### SET PROBLEM:
Please pull out every line of the rows below that contains the word "Mark", and list those lines unchanged.

BEGIN ENTRIES SUPPLIED

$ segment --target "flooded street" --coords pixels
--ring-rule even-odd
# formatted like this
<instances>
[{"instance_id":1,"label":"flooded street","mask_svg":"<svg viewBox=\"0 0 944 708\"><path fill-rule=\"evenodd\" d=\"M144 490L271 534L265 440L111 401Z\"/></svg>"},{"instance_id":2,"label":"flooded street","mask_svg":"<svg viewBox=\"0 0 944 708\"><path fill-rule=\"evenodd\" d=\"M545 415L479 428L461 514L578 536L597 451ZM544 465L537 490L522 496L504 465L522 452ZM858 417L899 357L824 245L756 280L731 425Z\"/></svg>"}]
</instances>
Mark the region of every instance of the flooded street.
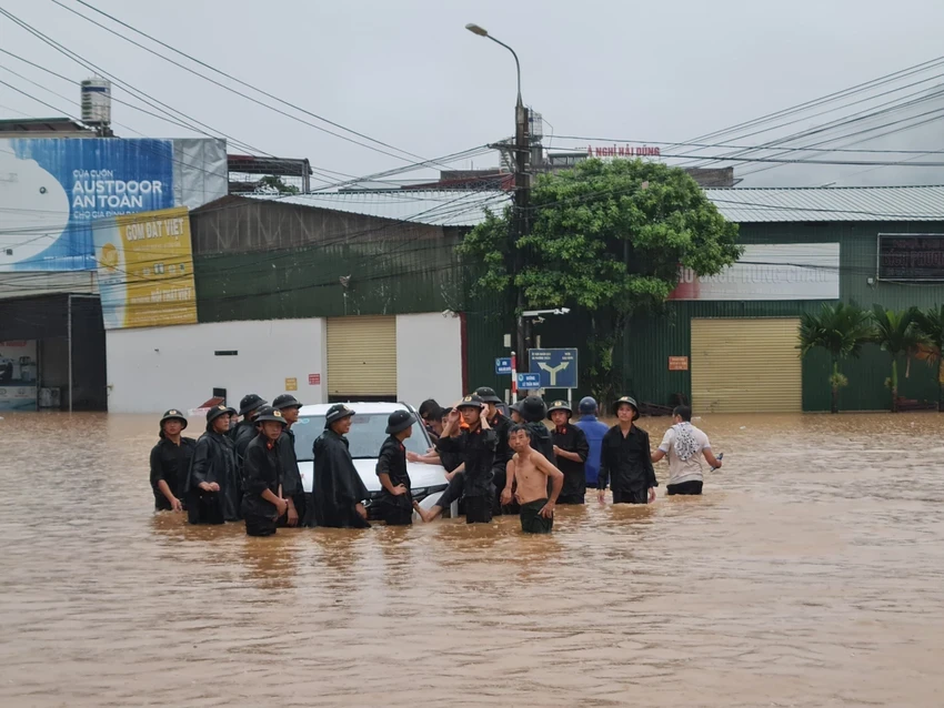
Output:
<instances>
[{"instance_id":1,"label":"flooded street","mask_svg":"<svg viewBox=\"0 0 944 708\"><path fill-rule=\"evenodd\" d=\"M704 497L551 537L273 538L153 514L157 417L0 421L4 708L942 704L944 416L709 416Z\"/></svg>"}]
</instances>

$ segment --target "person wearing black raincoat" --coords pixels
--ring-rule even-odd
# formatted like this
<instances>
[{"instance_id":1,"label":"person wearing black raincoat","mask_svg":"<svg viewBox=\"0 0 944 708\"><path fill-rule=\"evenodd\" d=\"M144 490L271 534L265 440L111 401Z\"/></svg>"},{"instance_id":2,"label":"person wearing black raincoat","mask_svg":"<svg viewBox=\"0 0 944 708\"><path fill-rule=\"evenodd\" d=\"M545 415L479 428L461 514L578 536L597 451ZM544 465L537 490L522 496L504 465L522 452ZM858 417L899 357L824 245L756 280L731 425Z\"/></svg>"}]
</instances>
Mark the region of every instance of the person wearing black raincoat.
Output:
<instances>
[{"instance_id":1,"label":"person wearing black raincoat","mask_svg":"<svg viewBox=\"0 0 944 708\"><path fill-rule=\"evenodd\" d=\"M279 461L282 463L282 496L289 503L285 514L279 518L279 526L298 526L305 518L308 498L299 472L299 458L295 455L295 434L292 426L299 421L302 404L292 394L275 396L272 407L282 413L285 429L279 438Z\"/></svg>"},{"instance_id":2,"label":"person wearing black raincoat","mask_svg":"<svg viewBox=\"0 0 944 708\"><path fill-rule=\"evenodd\" d=\"M552 465L558 464L554 457L554 443L551 433L544 425L548 415L548 406L541 396L528 396L519 404L519 415L524 421L525 427L531 432L531 448L548 458Z\"/></svg>"},{"instance_id":3,"label":"person wearing black raincoat","mask_svg":"<svg viewBox=\"0 0 944 708\"><path fill-rule=\"evenodd\" d=\"M242 516L249 536L271 536L278 520L289 508L282 493L282 463L279 438L285 429L282 412L270 406L259 408L255 417L259 435L245 448L243 459Z\"/></svg>"},{"instance_id":4,"label":"person wearing black raincoat","mask_svg":"<svg viewBox=\"0 0 944 708\"><path fill-rule=\"evenodd\" d=\"M495 405L501 403L502 399L495 393L494 388L481 386L475 390L475 395L479 396L482 399L482 403L485 404L485 408L482 414L489 421L489 426L498 436L498 444L495 445L495 462L492 465L492 484L495 487L495 493L492 497L492 515L501 516L501 490L505 487L505 471L508 469L508 463L514 455L514 452L511 449L508 442L508 434L509 431L511 431L511 418L506 418L502 412L499 411L498 405Z\"/></svg>"},{"instance_id":5,"label":"person wearing black raincoat","mask_svg":"<svg viewBox=\"0 0 944 708\"><path fill-rule=\"evenodd\" d=\"M227 436L230 416L224 405L207 412L207 432L197 441L184 485L187 517L191 524L240 520L242 481L232 441Z\"/></svg>"},{"instance_id":6,"label":"person wearing black raincoat","mask_svg":"<svg viewBox=\"0 0 944 708\"><path fill-rule=\"evenodd\" d=\"M554 424L551 433L554 457L558 459L558 469L564 473L564 487L558 504L584 504L586 500L584 464L590 456L590 443L582 429L571 425L572 415L568 401L554 401L548 411L548 418Z\"/></svg>"},{"instance_id":7,"label":"person wearing black raincoat","mask_svg":"<svg viewBox=\"0 0 944 708\"><path fill-rule=\"evenodd\" d=\"M380 447L376 476L382 488L378 508L388 526L410 526L413 523L413 492L403 441L413 434L416 416L409 411L394 411L386 419L389 437Z\"/></svg>"},{"instance_id":8,"label":"person wearing black raincoat","mask_svg":"<svg viewBox=\"0 0 944 708\"><path fill-rule=\"evenodd\" d=\"M613 504L652 504L655 500L655 469L649 433L636 427L636 402L623 396L613 404L619 423L603 436L596 496L603 503L606 485L613 488Z\"/></svg>"},{"instance_id":9,"label":"person wearing black raincoat","mask_svg":"<svg viewBox=\"0 0 944 708\"><path fill-rule=\"evenodd\" d=\"M242 416L242 421L230 431L230 439L235 447L240 469L242 469L242 458L245 456L247 445L259 435L259 431L255 429L255 416L259 415L259 409L267 405L269 405L269 402L254 393L243 396L242 401L239 402L239 414Z\"/></svg>"},{"instance_id":10,"label":"person wearing black raincoat","mask_svg":"<svg viewBox=\"0 0 944 708\"><path fill-rule=\"evenodd\" d=\"M361 481L348 438L354 412L342 403L328 408L324 433L314 441L314 520L333 528L370 528L364 499L370 496Z\"/></svg>"},{"instance_id":11,"label":"person wearing black raincoat","mask_svg":"<svg viewBox=\"0 0 944 708\"><path fill-rule=\"evenodd\" d=\"M187 416L171 408L161 417L160 442L151 451L151 489L154 510L182 512L183 485L190 471L190 461L197 447L192 437L182 437Z\"/></svg>"},{"instance_id":12,"label":"person wearing black raincoat","mask_svg":"<svg viewBox=\"0 0 944 708\"><path fill-rule=\"evenodd\" d=\"M495 462L498 435L483 415L484 407L484 402L478 395L465 396L450 412L442 437L436 443L440 454L461 453L463 456L465 471L462 474L462 495L465 500L466 524L489 524L492 520L492 467ZM466 429L461 428L460 416L469 426ZM458 476L453 477L453 482L456 478ZM424 522L433 520L445 505L453 500L450 497L451 490L452 484L428 512L414 505L416 513Z\"/></svg>"}]
</instances>

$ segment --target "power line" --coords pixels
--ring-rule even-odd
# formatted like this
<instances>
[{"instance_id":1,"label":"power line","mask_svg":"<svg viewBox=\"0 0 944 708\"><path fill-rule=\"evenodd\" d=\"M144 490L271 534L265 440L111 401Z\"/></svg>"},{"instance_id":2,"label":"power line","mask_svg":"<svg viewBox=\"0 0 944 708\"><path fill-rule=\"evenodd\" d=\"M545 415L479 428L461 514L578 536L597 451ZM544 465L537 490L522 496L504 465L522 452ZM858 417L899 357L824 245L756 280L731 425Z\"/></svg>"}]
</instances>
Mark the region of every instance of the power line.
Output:
<instances>
[{"instance_id":1,"label":"power line","mask_svg":"<svg viewBox=\"0 0 944 708\"><path fill-rule=\"evenodd\" d=\"M203 127L203 129L205 129L205 130L201 130L200 128L194 128L193 125L189 125L189 130L192 130L193 132L197 132L197 133L202 133L203 135L207 135L208 138L215 138L217 135L222 135L223 138L227 138L229 141L231 141L233 144L241 145L241 146L242 146L242 149L244 149L244 150L249 150L250 152L254 152L254 153L263 154L263 155L267 155L267 156L270 156L270 158L274 158L274 156L275 156L275 155L273 155L273 154L271 154L271 153L268 153L268 152L265 152L265 151L263 151L263 150L260 150L260 149L258 149L258 148L253 148L253 146L252 146L252 145L250 145L249 143L242 142L242 141L238 140L237 138L233 138L232 135L229 135L229 134L227 134L227 133L224 133L224 132L222 132L222 131L218 131L218 130L215 130L214 128L212 128L211 125L208 125L207 123L203 123L203 122L201 122L201 121L199 121L199 120L197 120L197 119L194 119L194 118L192 118L192 117L188 115L187 113L184 113L184 112L182 112L182 111L180 111L180 110L177 110L177 109L174 109L173 107L171 107L171 105L169 105L169 104L167 104L167 103L163 103L162 101L160 101L160 100L158 100L158 99L154 99L153 97L149 95L149 94L148 94L148 93L145 93L144 91L141 91L140 89L135 89L135 88L134 88L134 87L132 87L131 84L123 82L121 79L119 79L119 78L118 78L118 77L116 77L114 74L107 72L107 71L106 71L104 69L102 69L101 67L98 67L98 65L93 64L92 62L90 62L90 61L88 61L88 60L83 59L83 58L82 58L80 54L78 54L77 52L73 52L72 50L70 50L70 49L68 49L67 47L64 47L63 44L61 44L60 42L57 42L56 40L53 40L53 39L52 39L52 38L50 38L49 36L43 34L42 32L40 32L39 30L37 30L36 28L33 28L32 26L30 26L28 22L24 22L23 20L20 20L18 17L16 17L14 14L12 14L12 13L11 13L11 12L9 12L8 10L4 10L3 8L0 8L0 14L2 14L3 17L6 17L7 19L11 20L11 21L12 21L12 22L14 22L16 24L18 24L20 28L24 29L27 32L29 32L29 33L30 33L30 34L32 34L33 37L38 38L38 39L39 39L40 41L42 41L43 43L46 43L46 44L48 44L48 45L52 47L53 49L56 49L56 50L57 50L58 52L60 52L61 54L63 54L63 55L66 55L67 58L71 59L71 60L72 60L72 61L74 61L76 63L78 63L78 64L80 64L80 65L84 67L84 68L86 68L86 69L88 69L89 71L98 72L100 75L108 77L108 78L109 78L109 79L111 79L111 80L112 80L116 84L118 84L118 85L120 85L120 87L124 88L124 89L125 89L127 91L129 91L132 95L134 95L138 100L140 100L140 101L142 101L143 103L145 103L145 104L150 105L151 108L153 108L153 109L155 109L155 110L160 110L160 108L159 108L159 107L163 107L164 109L167 109L167 110L171 111L172 113L177 113L177 114L179 114L179 115L183 117L183 118L184 118L184 119L187 119L187 121L189 121L190 123L195 123L197 125L202 125L202 127ZM142 98L142 97L143 97L143 98ZM209 131L212 131L212 132L207 132L208 130L209 130ZM217 135L214 135L213 133L217 133Z\"/></svg>"},{"instance_id":2,"label":"power line","mask_svg":"<svg viewBox=\"0 0 944 708\"><path fill-rule=\"evenodd\" d=\"M944 74L942 74L944 75ZM590 138L586 135L555 135L558 140L583 140L588 142L612 142L627 145L667 145L671 148L734 148L739 150L760 150L764 145L736 145L731 143L697 143L697 142L667 142L664 140L624 140L620 138ZM796 150L804 152L854 152L854 153L878 153L878 154L928 154L931 152L944 152L944 150L846 150L840 148L777 148L777 150Z\"/></svg>"},{"instance_id":3,"label":"power line","mask_svg":"<svg viewBox=\"0 0 944 708\"><path fill-rule=\"evenodd\" d=\"M796 114L799 112L802 112L803 110L805 110L807 108L814 108L816 105L827 104L827 103L831 103L833 101L840 100L842 98L847 98L848 95L854 95L854 94L861 93L865 90L873 89L873 88L876 88L878 85L884 85L886 83L891 83L892 81L895 81L896 79L901 79L903 77L912 75L912 74L915 74L915 73L921 73L922 71L926 71L927 69L931 69L932 67L938 67L938 65L942 65L942 64L944 64L944 57L937 57L935 59L931 59L931 60L921 62L918 64L914 64L913 67L900 69L898 71L894 71L894 72L885 74L883 77L878 77L877 79L871 79L868 81L855 84L855 85L850 87L847 89L843 89L841 91L835 91L833 93L827 93L823 97L820 97L817 99L812 99L810 101L805 101L805 102L800 103L797 105L793 105L793 107L790 107L790 108L786 108L786 109L781 109L779 111L774 111L773 113L767 113L766 115L762 115L760 118L755 118L755 119L752 119L750 121L744 121L742 123L737 123L736 125L732 125L730 128L725 128L725 129L722 129L722 130L716 130L716 131L713 131L713 132L710 132L710 133L705 133L703 135L699 135L697 138L692 139L692 141L690 141L690 142L702 141L702 140L711 140L711 139L714 139L714 138L719 138L721 135L726 135L726 134L731 134L731 133L734 133L734 132L739 132L740 129L745 129L745 128L750 129L750 128L756 127L759 124L763 124L765 122L776 120L779 118L783 118L783 117L786 117L786 115L793 115L793 114ZM877 97L875 97L875 98L877 98ZM766 132L766 131L764 131L764 132Z\"/></svg>"},{"instance_id":4,"label":"power line","mask_svg":"<svg viewBox=\"0 0 944 708\"><path fill-rule=\"evenodd\" d=\"M348 141L348 142L353 143L353 144L355 144L355 145L360 145L360 146L362 146L362 148L366 148L368 150L373 150L374 152L379 152L379 153L381 153L381 154L385 154L385 155L389 155L389 156L391 156L391 158L395 158L395 159L398 159L398 160L405 160L405 161L408 161L408 162L409 162L409 160L408 160L406 158L403 158L402 155L398 155L398 154L394 154L394 153L388 152L388 151L385 151L385 150L380 150L380 149L378 149L378 148L374 148L373 145L369 145L369 144L365 144L365 143L360 142L360 141L358 141L358 140L353 140L353 139L351 139L351 138L348 138L347 135L342 135L342 134L340 134L340 133L335 133L335 132L330 131L330 130L328 130L328 129L325 129L325 128L322 128L321 125L318 125L318 124L312 123L312 122L310 122L310 121L305 121L305 120L303 120L303 119L299 118L298 115L293 115L293 114L291 114L291 113L288 113L288 112L285 112L285 111L282 111L281 109L278 109L278 108L275 108L275 107L273 107L273 105L270 105L270 104L268 104L268 103L265 103L265 102L263 102L263 101L260 101L260 100L258 100L258 99L255 99L255 98L253 98L253 97L247 95L245 93L243 93L243 92L241 92L241 91L237 91L235 89L233 89L233 88L231 88L231 87L228 87L227 84L224 84L224 83L222 83L222 82L220 82L220 81L217 81L217 80L214 80L214 79L211 79L211 78L209 78L209 77L205 77L205 75L203 75L203 74L201 74L201 73L199 73L199 72L194 71L194 70L193 70L193 69L191 69L190 67L187 67L187 65L184 65L184 64L182 64L182 63L180 63L180 62L178 62L178 61L174 61L174 60L173 60L173 59L171 59L170 57L167 57L165 54L162 54L162 53L160 53L160 52L158 52L158 51L155 51L155 50L151 49L150 47L147 47L147 45L144 45L144 44L141 44L140 42L134 41L133 39L131 39L131 38L130 38L130 37L128 37L127 34L122 34L122 33L120 33L120 32L114 31L113 29L111 29L111 28L109 28L109 27L107 27L107 26L104 26L104 24L102 24L102 23L100 23L100 22L98 22L98 21L93 20L92 18L90 18L90 17L87 17L87 16L82 14L81 12L79 12L78 10L74 10L73 8L67 7L66 4L63 4L62 2L60 2L59 0L52 0L52 2L54 2L54 3L56 3L56 4L58 4L59 7L63 8L64 10L68 10L69 12L72 12L73 14L76 14L76 16L78 16L78 17L82 18L82 19L83 19L83 20L86 20L87 22L91 22L92 24L94 24L94 26L97 26L97 27L99 27L99 28L101 28L101 29L106 30L107 32L110 32L110 33L114 34L116 37L119 37L120 39L123 39L123 40L125 40L127 42L130 42L131 44L133 44L133 45L135 45L135 47L138 47L138 48L140 48L140 49L143 49L144 51L148 51L148 52L150 52L150 53L154 54L155 57L159 57L159 58L163 59L164 61L168 61L168 62L170 62L170 63L174 64L175 67L179 67L179 68L183 69L184 71L188 71L188 72L190 72L190 73L192 73L192 74L194 74L194 75L197 75L197 77L200 77L201 79L203 79L203 80L205 80L205 81L210 81L210 82L211 82L211 83L213 83L214 85L218 85L218 87L220 87L220 88L222 88L222 89L224 89L224 90L227 90L227 91L230 91L231 93L234 93L234 94L237 94L237 95L239 95L239 97L242 97L242 98L244 98L244 99L247 99L247 100L249 100L249 101L252 101L253 103L257 103L257 104L259 104L259 105L262 105L263 108L268 108L268 109L269 109L269 110L271 110L271 111L274 111L274 112L277 112L277 113L279 113L279 114L281 114L281 115L284 115L284 117L287 117L287 118L290 118L290 119L292 119L292 120L294 120L294 121L298 121L298 122L300 122L300 123L302 123L302 124L304 124L304 125L309 125L309 127L311 127L311 128L314 128L315 130L319 130L319 131L321 131L321 132L324 132L324 133L327 133L327 134L329 134L329 135L333 135L334 138L339 138L339 139L341 139L341 140ZM233 77L232 74L229 74L229 73L227 73L227 72L224 72L224 71L222 71L222 70L220 70L220 69L217 69L215 67L212 67L212 65L210 65L210 64L208 64L208 63L205 63L205 62L203 62L203 61L201 61L201 60L199 60L199 59L197 59L197 58L194 58L194 57L192 57L192 55L190 55L190 54L188 54L188 53L185 53L185 52L183 52L183 51L181 51L181 50L179 50L179 49L175 49L174 47L171 47L171 45L170 45L170 44L168 44L167 42L163 42L163 41L161 41L161 40L157 39L155 37L152 37L151 34L148 34L147 32L143 32L143 31L141 31L141 30L139 30L139 29L137 29L137 28L134 28L134 27L130 26L130 24L128 24L127 22L124 22L124 21L122 21L122 20L119 20L119 19L118 19L118 18L116 18L114 16L111 16L111 14L109 14L108 12L104 12L103 10L99 10L98 8L96 8L96 7L91 6L91 4L89 4L88 2L83 2L83 0L77 0L77 2L78 2L79 4L81 4L81 6L84 6L84 7L89 8L90 10L92 10L92 11L94 11L94 12L98 12L99 14L101 14L101 16L103 16L103 17L106 17L106 18L108 18L108 19L110 19L112 22L116 22L116 23L118 23L118 24L120 24L120 26L122 26L122 27L124 27L124 28L127 28L127 29L131 30L132 32L135 32L137 34L140 34L141 37L147 38L148 40L150 40L150 41L152 41L152 42L155 42L157 44L160 44L161 47L163 47L163 48L165 48L165 49L169 49L169 50L171 50L172 52L175 52L175 53L180 54L181 57L187 58L187 59L189 59L190 61L192 61L192 62L195 62L195 63L200 64L201 67L204 67L204 68L207 68L207 69L209 69L209 70L211 70L211 71L213 71L213 72L215 72L215 73L218 73L218 74L220 74L220 75L222 75L222 77L225 77L227 79L229 79L229 80L231 80L231 81L235 81L237 83L239 83L239 84L241 84L241 85L244 85L244 87L247 87L247 88L249 88L249 89L252 89L253 91L255 91L255 92L258 92L258 93L260 93L260 94L262 94L262 95L264 95L264 97L267 97L267 98L269 98L269 99L272 99L272 100L274 100L274 101L278 101L279 103L282 103L282 104L284 104L284 105L288 105L288 107L290 107L290 108L292 108L292 109L294 109L294 110L297 110L297 111L300 111L300 112L302 112L302 113L304 113L304 114L307 114L307 115L310 115L310 117L312 117L312 118L314 118L314 119L317 119L317 120L320 120L320 121L322 121L322 122L324 122L324 123L328 123L329 125L333 125L334 128L339 128L339 129L341 129L341 130L343 130L343 131L345 131L345 132L349 132L349 133L351 133L351 134L353 134L353 135L358 135L359 138L363 138L364 140L369 140L369 141L373 142L373 143L376 143L376 144L382 145L382 146L384 146L384 148L388 148L388 149L390 149L390 150L395 150L395 151L398 151L398 152L402 152L403 154L409 155L410 158L413 158L413 159L425 160L425 158L423 158L423 156L421 156L421 155L414 154L414 153L412 153L412 152L408 152L408 151L405 151L405 150L401 150L400 148L396 148L396 146L391 145L391 144L389 144L389 143L385 143L385 142L383 142L383 141L380 141L380 140L376 140L376 139L374 139L374 138L371 138L370 135L365 135L365 134L363 134L363 133L360 133L360 132L358 132L358 131L355 131L355 130L352 130L352 129L350 129L350 128L347 128L347 127L344 127L344 125L341 125L340 123L335 123L334 121L328 120L327 118L324 118L324 117L322 117L322 115L318 115L318 114L315 114L315 113L312 113L311 111L308 111L307 109L303 109L303 108L301 108L301 107L299 107L299 105L295 105L294 103L291 103L291 102L289 102L289 101L283 100L283 99L280 99L279 97L273 95L273 94L269 93L268 91L264 91L264 90L262 90L262 89L259 89L258 87L254 87L254 85L252 85L252 84L250 84L250 83L247 83L245 81L242 81L241 79L237 79L237 78L235 78L235 77Z\"/></svg>"}]
</instances>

END ENTRIES SUPPLIED

### FULL ANSWER:
Mark the region of every instance of the flooded street.
Mark the region of every instance of the person wearing black raincoat.
Mark the region of every instance of the power line.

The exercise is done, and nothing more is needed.